◆ EXERCISE GOAL: Pick out every row below that contains the string "tail" and copy each of those rows in full. Case matters.

◆ DATA FOR PROCESSING:
***

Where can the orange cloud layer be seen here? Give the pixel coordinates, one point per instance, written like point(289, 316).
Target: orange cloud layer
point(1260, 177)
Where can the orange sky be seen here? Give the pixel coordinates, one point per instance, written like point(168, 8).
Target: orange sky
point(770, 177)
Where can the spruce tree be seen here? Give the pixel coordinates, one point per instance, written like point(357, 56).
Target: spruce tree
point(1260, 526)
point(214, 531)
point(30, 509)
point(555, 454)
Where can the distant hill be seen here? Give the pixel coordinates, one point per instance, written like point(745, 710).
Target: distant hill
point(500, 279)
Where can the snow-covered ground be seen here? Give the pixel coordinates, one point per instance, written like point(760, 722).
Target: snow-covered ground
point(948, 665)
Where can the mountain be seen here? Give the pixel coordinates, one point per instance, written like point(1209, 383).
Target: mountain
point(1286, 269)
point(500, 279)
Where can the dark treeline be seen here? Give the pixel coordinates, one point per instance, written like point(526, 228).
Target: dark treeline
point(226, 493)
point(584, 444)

***

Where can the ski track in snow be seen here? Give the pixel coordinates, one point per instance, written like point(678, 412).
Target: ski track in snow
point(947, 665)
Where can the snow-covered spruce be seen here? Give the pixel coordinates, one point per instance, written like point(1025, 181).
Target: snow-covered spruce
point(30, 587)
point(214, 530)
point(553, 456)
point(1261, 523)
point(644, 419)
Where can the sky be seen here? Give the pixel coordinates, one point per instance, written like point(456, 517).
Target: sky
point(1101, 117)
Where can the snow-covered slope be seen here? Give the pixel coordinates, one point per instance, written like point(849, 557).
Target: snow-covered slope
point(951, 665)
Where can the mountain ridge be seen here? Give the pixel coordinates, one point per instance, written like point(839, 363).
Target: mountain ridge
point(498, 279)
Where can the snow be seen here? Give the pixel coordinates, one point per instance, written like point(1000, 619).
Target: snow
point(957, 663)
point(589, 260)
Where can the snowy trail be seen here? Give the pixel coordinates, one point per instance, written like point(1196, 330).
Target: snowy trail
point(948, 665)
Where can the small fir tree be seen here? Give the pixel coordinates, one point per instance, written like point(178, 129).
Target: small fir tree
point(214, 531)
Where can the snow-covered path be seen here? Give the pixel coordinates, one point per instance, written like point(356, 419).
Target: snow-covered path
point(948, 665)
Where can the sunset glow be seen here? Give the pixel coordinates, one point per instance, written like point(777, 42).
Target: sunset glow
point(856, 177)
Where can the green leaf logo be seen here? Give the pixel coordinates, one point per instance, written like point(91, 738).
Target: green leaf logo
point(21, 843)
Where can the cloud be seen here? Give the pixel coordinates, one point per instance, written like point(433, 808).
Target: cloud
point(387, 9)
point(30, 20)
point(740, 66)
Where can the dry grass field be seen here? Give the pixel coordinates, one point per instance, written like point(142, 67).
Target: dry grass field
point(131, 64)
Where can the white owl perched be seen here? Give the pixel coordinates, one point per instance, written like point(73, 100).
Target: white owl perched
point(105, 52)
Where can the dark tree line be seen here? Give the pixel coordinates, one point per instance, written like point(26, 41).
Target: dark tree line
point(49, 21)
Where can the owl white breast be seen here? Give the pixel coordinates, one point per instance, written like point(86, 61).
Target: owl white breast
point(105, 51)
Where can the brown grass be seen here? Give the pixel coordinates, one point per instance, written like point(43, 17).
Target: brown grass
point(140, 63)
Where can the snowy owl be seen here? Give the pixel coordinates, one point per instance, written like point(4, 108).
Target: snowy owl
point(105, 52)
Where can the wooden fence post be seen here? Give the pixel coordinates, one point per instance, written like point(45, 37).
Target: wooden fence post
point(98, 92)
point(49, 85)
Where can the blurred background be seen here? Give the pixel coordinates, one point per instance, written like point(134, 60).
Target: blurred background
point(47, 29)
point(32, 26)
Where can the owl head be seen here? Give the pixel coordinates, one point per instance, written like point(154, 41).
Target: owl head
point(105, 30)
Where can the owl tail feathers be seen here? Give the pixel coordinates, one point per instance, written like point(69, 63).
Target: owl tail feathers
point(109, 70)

***

◆ TASK RESULT:
Where can the owl tail feathers be seen here? Give the pixel coordinates, one point per instance, written like point(69, 63).
Target: owl tail feathers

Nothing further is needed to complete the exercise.